• Activity: An unaltered copy of the listing below is required.

• Material supplied:
******

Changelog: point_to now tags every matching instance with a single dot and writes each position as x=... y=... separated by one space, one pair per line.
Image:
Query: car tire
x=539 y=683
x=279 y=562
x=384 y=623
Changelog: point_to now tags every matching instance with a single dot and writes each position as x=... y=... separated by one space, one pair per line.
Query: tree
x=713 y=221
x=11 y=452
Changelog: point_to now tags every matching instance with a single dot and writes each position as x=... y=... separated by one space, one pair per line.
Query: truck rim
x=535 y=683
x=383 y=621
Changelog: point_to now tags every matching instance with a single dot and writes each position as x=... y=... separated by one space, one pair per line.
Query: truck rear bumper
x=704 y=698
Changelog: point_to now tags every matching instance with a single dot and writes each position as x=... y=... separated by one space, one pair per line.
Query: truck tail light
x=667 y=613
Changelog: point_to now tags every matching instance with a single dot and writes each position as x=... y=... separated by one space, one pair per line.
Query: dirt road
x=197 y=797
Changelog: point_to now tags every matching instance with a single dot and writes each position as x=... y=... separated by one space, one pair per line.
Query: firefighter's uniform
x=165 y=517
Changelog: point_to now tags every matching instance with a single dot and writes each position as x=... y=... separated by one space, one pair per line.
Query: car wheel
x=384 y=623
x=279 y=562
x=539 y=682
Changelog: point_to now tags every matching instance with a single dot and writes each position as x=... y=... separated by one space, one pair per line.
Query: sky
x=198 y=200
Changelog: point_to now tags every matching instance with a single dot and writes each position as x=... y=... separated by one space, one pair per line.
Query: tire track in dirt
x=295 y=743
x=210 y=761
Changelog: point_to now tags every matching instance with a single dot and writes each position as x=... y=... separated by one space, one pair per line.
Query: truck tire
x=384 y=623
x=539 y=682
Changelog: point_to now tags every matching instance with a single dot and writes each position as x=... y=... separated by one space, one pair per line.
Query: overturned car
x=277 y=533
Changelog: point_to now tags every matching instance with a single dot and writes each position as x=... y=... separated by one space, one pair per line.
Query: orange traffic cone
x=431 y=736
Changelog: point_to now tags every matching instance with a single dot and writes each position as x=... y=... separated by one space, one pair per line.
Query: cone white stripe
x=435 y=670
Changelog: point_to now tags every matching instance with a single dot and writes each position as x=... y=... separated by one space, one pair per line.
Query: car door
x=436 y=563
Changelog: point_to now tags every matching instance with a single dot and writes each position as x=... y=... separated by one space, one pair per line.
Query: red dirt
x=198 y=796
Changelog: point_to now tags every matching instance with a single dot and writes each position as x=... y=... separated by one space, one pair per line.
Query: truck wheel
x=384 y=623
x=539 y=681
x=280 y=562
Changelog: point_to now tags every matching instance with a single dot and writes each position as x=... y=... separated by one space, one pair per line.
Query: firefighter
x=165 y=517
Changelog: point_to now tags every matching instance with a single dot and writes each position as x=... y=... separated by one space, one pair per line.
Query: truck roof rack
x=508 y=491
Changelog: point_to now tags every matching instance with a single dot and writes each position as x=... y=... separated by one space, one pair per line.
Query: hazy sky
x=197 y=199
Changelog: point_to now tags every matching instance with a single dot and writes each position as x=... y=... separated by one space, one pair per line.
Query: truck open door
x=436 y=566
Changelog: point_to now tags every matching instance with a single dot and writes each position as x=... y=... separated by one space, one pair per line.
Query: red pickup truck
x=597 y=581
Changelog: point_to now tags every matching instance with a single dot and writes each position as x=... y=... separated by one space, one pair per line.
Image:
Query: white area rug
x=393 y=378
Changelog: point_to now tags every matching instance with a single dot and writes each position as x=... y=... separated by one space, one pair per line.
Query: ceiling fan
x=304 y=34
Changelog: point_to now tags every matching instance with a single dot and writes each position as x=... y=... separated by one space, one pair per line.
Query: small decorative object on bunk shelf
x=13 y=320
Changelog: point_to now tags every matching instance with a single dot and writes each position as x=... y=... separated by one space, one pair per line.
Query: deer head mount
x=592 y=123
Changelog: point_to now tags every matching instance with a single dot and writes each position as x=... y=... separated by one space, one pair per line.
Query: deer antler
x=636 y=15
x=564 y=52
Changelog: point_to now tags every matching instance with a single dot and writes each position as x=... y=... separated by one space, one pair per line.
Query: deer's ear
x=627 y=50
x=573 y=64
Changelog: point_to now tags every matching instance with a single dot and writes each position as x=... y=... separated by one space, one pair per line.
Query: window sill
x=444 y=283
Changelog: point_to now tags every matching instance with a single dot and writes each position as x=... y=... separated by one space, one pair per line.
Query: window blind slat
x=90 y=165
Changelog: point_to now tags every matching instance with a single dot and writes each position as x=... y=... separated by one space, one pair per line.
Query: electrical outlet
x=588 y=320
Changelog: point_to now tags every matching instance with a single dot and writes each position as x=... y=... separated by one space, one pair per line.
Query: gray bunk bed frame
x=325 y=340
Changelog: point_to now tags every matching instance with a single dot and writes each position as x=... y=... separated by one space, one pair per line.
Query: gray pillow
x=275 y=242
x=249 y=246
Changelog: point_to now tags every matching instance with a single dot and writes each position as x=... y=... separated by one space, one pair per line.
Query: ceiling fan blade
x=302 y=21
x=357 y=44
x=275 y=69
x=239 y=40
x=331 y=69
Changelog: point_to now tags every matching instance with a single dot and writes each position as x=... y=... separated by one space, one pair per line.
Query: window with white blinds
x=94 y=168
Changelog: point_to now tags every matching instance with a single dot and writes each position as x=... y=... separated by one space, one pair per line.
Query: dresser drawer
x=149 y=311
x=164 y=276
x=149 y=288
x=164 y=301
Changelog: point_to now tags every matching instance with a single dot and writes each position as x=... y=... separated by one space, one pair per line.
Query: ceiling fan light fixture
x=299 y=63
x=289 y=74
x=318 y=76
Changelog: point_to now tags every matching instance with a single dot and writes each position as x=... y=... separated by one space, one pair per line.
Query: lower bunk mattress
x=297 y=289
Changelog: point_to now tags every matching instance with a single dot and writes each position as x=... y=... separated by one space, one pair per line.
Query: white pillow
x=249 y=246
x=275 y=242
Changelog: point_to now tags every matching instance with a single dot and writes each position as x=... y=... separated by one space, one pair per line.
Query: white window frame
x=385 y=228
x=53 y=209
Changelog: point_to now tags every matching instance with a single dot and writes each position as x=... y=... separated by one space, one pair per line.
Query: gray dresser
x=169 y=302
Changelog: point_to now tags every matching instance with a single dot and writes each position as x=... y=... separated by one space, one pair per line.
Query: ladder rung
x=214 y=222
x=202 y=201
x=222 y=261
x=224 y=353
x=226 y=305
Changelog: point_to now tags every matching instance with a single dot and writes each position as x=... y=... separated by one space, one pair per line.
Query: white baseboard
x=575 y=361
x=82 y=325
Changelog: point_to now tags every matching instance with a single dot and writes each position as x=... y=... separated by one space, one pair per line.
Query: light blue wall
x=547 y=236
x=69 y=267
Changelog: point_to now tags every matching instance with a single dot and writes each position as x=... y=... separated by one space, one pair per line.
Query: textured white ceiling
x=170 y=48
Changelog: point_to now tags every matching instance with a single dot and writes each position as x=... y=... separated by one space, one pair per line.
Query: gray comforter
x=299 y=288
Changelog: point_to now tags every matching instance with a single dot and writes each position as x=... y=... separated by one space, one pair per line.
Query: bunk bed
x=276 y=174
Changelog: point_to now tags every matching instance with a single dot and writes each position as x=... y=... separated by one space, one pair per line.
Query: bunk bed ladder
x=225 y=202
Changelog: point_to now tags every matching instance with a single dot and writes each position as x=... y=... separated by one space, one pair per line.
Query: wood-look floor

******

• Task output:
Changelog: point_to now tags every matching instance with a single dot and writes each position as x=... y=... separated by one space, one pair per line.
Image:
Query: car tire
x=539 y=683
x=279 y=562
x=384 y=623
Changelog: point_to now tags every matching instance with a single dot and writes each position as x=... y=... separated by one space, one pair per line.
Query: tree
x=713 y=221
x=11 y=452
Changelog: point_to now tags every matching instance with a single dot and writes each position as x=... y=... separated by one space, one pair per line.
Query: truck rim
x=535 y=683
x=383 y=621
Changelog: point_to now tags every matching instance with a single dot and writes each position as x=... y=... separated by one space, one pair per line.
Query: truck rear bumper
x=704 y=698
Changelog: point_to now tags every matching instance with a single dot and writes each position as x=... y=... separated by one space, one pair per line.
Query: truck tail light
x=667 y=613
Changelog: point_to now tags every matching instance with a single dot and writes each position as x=... y=... separated by one space, one pair per line.
Query: dirt road
x=197 y=797
Changelog: point_to now tags every matching instance with a single dot and writes each position as x=... y=... separated by one space, one pair per line.
Query: firefighter's uniform
x=165 y=517
Changelog: point_to now tags every matching instance with a single dot and writes each position as x=... y=... separated by one space, one pair per line.
Query: car wheel
x=384 y=623
x=279 y=562
x=539 y=682
Changelog: point_to now tags every matching instance with a single dot and writes each position as x=... y=... separated by one space, one pair per line.
Query: sky
x=198 y=200
Changelog: point_to now tags every matching instance with a single dot and writes each position as x=... y=... separated by one space, one pair per line.
Query: tire track in dirt
x=295 y=743
x=210 y=761
Changelog: point_to now tags every matching instance with a single dot and writes each position as x=... y=... separated by one space, one pair per line.
Query: truck tire
x=384 y=623
x=539 y=682
Changelog: point_to now tags every matching instance with a single dot and writes each position as x=... y=... separated by one space, one pair per line.
Query: overturned car
x=277 y=533
Changelog: point_to now tags every matching instance with a single dot and writes each position as x=... y=... separated by one space, one pair per line.
Query: orange traffic cone
x=431 y=736
Changelog: point_to now tags every matching instance with a single dot and writes each position as x=... y=... separated by one space, one pair per line.
Query: cone white stripe
x=435 y=670
Changelog: point_to now tags every matching instance with a single dot and writes each position as x=... y=... separated by one space, one pair per line.
Query: car door
x=436 y=563
Changelog: point_to now tags every matching instance with a single dot and writes each position as x=... y=... separated by one space, one pair per line.
Query: red dirt
x=198 y=796
Changelog: point_to now tags every matching instance with a single dot and writes each position as x=... y=... separated by one space, one pair per line.
Query: truck wheel
x=384 y=623
x=539 y=681
x=280 y=562
Changelog: point_to now tags every matching instance with a single dot and writes each position as x=... y=... separated by one space, one pair per line.
Query: firefighter
x=165 y=517
Changelog: point_to now tags every matching instance with a single dot and writes each position as x=... y=... separated by one space, one pair per line.
Query: truck roof rack
x=508 y=491
Changelog: point_to now tags every matching instance with a single dot and writes each position as x=... y=... separated by one space, one pair per line.
Query: hazy sky
x=197 y=199
Changelog: point_to now tags every matching instance with a single dot and writes each position as x=... y=... separated by one space, one pair per line.
Query: truck open door
x=436 y=566
Changelog: point_to now tags every matching instance with a single dot and writes each position as x=... y=... separated by one space, one pair per line.
Query: red pickup truck
x=597 y=581
Changelog: point_to now tags every matching instance with a single dot and writes each position as x=... y=... separated by one space, one pair per line.
Image:
Query: white area rug
x=393 y=378
Changelog: point_to now tags every matching instance with a single dot and writes each position as x=... y=... separated by one space, one pair per line.
Query: ceiling fan
x=304 y=34
Changelog: point_to now tags every matching instance with a single dot and writes each position as x=... y=... separated by one space, one pair per line.
Query: small decorative object on bunk shelf
x=13 y=320
Changelog: point_to now tags every matching instance with a single dot and writes each position as x=... y=... separated by one space, one pair per line.
Query: deer head mount
x=592 y=123
Changelog: point_to now tags every matching instance with a single dot and writes each position as x=... y=... separated by one space, one pair per line.
Query: deer antler
x=636 y=15
x=564 y=52
Changelog: point_to now tags every matching instance with a single dot and writes each position as x=... y=... separated by one space, one pair per line.
Query: deer's ear
x=627 y=50
x=573 y=64
Changelog: point_to now tags every matching instance with a single dot and writes each position as x=... y=... separated by one space, one pair per line.
Query: window sill
x=444 y=283
Changelog: point_to now tags every matching instance with a single dot and writes each position as x=... y=... separated by one space, one pair per line.
Query: window blind slat
x=90 y=165
Changelog: point_to now tags every matching instance with a single dot and writes each position as x=... y=... separated by one space, one pair per line.
Query: electrical outlet
x=588 y=320
Changelog: point_to now tags every matching instance with a single dot and writes each position as x=... y=... separated by one space, one pair per line.
Query: gray bunk bed frame
x=325 y=340
Changelog: point_to now tags every matching instance with a single dot and writes each position as x=... y=... separated by one space, one pair per line.
Query: gray pillow
x=275 y=242
x=249 y=246
Changelog: point_to now tags every matching instance with a single dot and writes each position as x=... y=... separated by one space, one pair per line.
Query: ceiling fan blade
x=302 y=21
x=357 y=44
x=275 y=69
x=239 y=40
x=331 y=69
Changelog: point_to now tags every matching instance with a single dot and writes each position as x=... y=... separated by one space, one pair per line.
Query: window with white blinds
x=94 y=168
Changelog: point_to now tags every matching instance with a single dot and writes each position as x=... y=... separated by one space, one pair per line.
Query: dresser drawer
x=149 y=311
x=164 y=276
x=149 y=288
x=164 y=301
Changelog: point_to now tags every matching instance with a single dot and writes each position as x=... y=... separated by one space, one pair per line.
Query: ceiling fan light fixture
x=299 y=63
x=289 y=74
x=318 y=76
Changelog: point_to now tags every matching instance with a single dot and writes each position as x=... y=... separated by one space, one pair per line.
Query: lower bunk mattress
x=297 y=289
Changelog: point_to now tags every matching instance with a single dot and writes each position as x=... y=... separated by one space, one pair per line.
Query: white pillow
x=249 y=246
x=275 y=242
Changelog: point_to now tags every matching instance with a single dot and writes each position as x=... y=... separated by one space, one pair per line.
Query: white window frame
x=385 y=228
x=53 y=209
Changelog: point_to now tags every matching instance with a single dot and writes each position as x=... y=... separated by one space, one pair per line.
Query: gray dresser
x=169 y=302
Changelog: point_to now tags every matching instance with a single dot and writes each position as x=... y=... separated by one space, one pair per line.
Query: ladder rung
x=214 y=222
x=202 y=201
x=222 y=261
x=224 y=353
x=226 y=305
Changelog: point_to now tags every matching instance with a single dot and writes each position as x=... y=... separated by one space, one pair per line.
Query: white baseboard
x=575 y=361
x=82 y=325
Changelog: point_to now tags every matching instance with a single dot and writes each position as x=... y=... separated by one space, one pair per line.
Query: light blue wall
x=547 y=236
x=69 y=267
Changelog: point_to now tags every matching instance with a single dot and writes each position as x=... y=... separated by one space, one pair per line.
Query: textured white ceiling
x=170 y=48
Changelog: point_to now tags every matching instance with a single dot and writes each position as x=... y=... separated by one space, one pair per line.
Query: gray comforter
x=299 y=288
Changelog: point_to now tags every matching instance with a single dot and writes each position as x=... y=... separated by one space, one pair per line.
Query: bunk bed
x=276 y=174
Changelog: point_to now tags every matching instance with a single dot and writes each position as x=... y=... separated by one space, one pair per line.
Query: bunk bed ladder
x=225 y=202
Changelog: point_to now tags every matching instance with a single dot and writes each position as x=... y=... separated by one space, one pair per line.
Query: wood-look floor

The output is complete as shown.